- [TRY IT]
Begin your copy at the line that contains "Note: mark the kitchen sink" and carry it on, exactly, to the last line of the material below.

- [TASK INPUTS]

*** Begin section ***

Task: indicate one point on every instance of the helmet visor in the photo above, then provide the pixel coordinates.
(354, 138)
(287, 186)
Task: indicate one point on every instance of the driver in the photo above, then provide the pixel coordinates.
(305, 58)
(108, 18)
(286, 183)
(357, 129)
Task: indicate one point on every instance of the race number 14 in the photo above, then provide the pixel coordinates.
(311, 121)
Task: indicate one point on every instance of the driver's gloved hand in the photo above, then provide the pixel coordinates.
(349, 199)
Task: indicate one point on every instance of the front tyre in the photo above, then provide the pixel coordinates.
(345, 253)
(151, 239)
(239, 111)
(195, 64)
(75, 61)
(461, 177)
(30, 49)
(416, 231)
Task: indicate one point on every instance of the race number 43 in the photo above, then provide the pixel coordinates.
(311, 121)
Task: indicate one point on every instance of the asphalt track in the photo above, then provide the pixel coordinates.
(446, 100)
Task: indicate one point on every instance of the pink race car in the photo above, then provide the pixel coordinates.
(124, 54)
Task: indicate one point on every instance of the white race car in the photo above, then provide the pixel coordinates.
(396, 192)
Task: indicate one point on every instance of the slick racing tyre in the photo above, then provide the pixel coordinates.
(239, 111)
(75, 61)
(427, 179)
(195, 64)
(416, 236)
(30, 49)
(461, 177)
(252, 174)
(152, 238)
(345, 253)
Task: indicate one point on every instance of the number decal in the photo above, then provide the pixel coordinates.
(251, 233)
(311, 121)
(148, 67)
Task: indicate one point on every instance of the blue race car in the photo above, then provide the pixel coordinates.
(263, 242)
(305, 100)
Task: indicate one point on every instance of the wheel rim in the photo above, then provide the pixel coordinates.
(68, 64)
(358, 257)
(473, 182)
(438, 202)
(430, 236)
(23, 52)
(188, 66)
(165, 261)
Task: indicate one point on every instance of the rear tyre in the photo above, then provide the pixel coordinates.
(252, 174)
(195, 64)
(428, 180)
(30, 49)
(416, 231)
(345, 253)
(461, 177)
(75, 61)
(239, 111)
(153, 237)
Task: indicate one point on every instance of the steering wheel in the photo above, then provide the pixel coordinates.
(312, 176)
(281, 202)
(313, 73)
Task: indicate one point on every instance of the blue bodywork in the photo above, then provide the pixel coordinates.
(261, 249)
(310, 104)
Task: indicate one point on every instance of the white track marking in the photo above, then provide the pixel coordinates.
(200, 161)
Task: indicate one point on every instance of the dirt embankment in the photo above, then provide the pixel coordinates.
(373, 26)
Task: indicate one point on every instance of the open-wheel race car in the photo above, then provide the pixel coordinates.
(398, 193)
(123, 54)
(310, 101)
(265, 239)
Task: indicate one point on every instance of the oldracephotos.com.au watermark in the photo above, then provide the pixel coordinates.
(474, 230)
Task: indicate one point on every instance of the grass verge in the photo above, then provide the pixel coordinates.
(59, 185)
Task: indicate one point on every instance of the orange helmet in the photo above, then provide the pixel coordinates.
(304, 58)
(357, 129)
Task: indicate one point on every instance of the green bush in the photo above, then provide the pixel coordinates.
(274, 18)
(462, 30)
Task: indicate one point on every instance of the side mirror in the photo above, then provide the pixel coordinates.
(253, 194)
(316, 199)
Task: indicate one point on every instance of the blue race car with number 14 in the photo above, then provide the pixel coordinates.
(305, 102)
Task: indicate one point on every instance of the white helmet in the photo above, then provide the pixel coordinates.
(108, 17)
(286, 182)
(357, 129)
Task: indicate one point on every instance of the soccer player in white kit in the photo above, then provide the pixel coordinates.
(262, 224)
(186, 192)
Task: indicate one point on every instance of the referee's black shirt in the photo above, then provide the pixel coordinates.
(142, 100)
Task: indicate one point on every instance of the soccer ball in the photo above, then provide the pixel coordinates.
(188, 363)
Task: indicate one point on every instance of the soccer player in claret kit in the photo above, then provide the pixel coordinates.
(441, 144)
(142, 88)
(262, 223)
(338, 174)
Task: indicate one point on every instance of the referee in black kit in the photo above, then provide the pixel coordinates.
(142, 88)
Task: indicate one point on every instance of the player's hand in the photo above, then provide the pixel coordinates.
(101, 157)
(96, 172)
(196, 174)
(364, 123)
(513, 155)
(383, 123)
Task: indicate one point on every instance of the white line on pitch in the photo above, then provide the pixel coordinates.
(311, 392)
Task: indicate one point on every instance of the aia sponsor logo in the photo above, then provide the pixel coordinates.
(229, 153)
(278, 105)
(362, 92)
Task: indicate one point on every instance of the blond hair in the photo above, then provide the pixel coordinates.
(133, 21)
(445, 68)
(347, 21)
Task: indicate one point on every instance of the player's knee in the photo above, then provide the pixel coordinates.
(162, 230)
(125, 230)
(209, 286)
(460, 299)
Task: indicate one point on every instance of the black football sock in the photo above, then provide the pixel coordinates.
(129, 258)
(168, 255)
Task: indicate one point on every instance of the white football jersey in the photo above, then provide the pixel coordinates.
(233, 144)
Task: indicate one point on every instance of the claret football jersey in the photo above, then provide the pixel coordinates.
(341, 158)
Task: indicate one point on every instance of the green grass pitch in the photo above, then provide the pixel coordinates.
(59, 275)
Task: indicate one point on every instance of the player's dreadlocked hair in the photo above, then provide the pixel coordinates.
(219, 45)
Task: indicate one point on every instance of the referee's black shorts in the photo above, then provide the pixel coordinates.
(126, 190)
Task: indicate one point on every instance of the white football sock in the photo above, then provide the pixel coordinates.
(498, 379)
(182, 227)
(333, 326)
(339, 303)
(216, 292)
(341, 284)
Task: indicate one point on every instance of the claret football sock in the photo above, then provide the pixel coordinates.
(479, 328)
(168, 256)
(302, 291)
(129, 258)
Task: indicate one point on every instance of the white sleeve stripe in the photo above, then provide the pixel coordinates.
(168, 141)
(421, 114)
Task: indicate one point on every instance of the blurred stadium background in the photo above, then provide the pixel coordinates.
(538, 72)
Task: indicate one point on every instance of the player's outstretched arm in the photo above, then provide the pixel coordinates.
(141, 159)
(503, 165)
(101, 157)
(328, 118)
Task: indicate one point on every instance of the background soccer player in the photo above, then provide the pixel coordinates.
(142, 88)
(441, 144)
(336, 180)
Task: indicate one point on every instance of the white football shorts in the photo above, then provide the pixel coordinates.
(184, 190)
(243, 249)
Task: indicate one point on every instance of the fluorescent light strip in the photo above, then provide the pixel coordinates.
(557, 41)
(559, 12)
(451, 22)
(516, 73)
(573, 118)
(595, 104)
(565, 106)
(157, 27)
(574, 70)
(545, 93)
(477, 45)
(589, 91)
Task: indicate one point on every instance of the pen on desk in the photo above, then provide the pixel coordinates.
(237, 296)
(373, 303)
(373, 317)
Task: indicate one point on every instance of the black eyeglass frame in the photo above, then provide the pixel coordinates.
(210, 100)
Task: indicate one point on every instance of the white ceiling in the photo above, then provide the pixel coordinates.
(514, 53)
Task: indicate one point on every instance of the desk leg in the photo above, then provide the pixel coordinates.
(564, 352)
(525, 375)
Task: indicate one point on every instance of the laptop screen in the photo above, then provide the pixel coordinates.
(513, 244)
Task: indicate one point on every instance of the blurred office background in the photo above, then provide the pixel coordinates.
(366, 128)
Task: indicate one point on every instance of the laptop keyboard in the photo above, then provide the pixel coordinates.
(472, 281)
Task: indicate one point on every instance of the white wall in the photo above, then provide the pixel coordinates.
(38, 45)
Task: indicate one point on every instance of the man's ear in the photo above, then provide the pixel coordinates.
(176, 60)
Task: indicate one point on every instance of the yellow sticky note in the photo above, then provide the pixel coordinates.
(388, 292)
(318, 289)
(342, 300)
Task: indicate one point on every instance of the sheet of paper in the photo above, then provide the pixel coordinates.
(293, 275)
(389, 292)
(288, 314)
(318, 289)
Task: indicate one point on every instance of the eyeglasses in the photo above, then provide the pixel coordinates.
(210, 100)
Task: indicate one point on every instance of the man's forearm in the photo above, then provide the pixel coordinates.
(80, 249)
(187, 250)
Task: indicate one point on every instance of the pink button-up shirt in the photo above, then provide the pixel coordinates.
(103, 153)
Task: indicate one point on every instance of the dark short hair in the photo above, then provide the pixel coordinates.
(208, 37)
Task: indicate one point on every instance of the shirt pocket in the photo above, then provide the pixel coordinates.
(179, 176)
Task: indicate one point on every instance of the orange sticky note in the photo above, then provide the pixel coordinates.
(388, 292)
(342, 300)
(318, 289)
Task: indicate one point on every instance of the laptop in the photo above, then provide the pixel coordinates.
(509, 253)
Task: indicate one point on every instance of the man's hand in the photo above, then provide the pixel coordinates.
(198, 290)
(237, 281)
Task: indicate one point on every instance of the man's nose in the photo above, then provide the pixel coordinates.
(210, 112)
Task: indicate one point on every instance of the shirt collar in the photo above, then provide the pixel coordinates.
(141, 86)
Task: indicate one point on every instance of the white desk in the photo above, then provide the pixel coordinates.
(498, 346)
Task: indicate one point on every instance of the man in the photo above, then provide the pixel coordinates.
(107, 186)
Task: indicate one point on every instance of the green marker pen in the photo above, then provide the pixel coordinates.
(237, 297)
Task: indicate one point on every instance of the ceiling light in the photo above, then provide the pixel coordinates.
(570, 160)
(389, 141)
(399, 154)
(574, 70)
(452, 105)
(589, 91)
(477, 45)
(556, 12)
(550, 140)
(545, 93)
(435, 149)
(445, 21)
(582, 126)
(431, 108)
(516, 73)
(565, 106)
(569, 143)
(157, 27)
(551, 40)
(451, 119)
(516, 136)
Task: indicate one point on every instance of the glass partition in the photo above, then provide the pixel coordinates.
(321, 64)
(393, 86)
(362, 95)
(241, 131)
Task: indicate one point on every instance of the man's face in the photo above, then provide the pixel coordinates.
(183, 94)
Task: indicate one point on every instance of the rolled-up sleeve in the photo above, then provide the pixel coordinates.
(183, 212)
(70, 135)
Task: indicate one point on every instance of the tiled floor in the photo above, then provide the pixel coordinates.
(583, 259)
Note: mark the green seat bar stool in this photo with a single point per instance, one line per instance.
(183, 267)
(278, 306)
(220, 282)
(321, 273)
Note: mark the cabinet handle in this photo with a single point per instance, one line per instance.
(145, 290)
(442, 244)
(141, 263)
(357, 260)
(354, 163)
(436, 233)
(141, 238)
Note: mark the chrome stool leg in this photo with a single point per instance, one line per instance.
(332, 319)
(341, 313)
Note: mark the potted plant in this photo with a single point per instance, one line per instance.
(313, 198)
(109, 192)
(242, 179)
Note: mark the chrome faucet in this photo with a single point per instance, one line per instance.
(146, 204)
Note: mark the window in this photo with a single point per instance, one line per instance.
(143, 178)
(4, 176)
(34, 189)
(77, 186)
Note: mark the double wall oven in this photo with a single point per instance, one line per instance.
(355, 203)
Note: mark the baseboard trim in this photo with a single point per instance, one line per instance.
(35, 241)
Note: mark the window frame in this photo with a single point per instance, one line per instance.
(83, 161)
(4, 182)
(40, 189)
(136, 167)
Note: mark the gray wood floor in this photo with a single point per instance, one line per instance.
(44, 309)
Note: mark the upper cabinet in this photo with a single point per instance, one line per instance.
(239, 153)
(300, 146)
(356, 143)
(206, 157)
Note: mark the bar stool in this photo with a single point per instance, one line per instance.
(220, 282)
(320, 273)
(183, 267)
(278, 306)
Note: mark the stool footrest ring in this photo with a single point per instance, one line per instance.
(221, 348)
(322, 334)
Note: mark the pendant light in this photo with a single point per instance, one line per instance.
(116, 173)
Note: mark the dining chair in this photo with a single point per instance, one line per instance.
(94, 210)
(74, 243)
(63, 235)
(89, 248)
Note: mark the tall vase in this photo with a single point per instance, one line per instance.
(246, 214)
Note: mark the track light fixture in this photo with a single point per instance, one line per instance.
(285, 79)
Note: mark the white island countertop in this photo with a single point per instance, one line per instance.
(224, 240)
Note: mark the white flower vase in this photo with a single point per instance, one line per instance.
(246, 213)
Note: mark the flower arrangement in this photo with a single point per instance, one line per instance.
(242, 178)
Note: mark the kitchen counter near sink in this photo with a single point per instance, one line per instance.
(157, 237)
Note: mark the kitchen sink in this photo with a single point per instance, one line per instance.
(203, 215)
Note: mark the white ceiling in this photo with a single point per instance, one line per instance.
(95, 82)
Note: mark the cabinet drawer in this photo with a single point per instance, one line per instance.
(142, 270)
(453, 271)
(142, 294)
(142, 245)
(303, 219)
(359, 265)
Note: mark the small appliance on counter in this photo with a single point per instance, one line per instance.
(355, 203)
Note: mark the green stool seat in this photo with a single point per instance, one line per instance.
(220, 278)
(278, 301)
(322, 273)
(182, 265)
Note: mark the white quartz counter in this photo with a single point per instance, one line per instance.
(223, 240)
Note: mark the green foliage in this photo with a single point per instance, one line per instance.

*** End section ***

- [REPLY TO THE TASK]
Note: mark the kitchen sink in this photo with a single point per instance, one line per instance.
(203, 215)
Note: mark the white ceiling in this photo with a single point per instance, one line per instance.
(95, 82)
Note: mark the cabinet drawer in this photo with a single point per instance, one line per instance.
(142, 270)
(453, 271)
(142, 294)
(142, 245)
(303, 219)
(359, 265)
Note: mark the small appliance on counter in this photo with a single point per instance, one line per instance.
(355, 203)
Note: mark the green stool seat in this photo with a single point per instance, one line per instance.
(220, 278)
(278, 301)
(322, 273)
(182, 265)
Note: mark the white quartz counter in this photo with a single point per instance, one line per instance.
(223, 240)
Note: mark the green foliage in this photo with a single point per instance, one line per instance.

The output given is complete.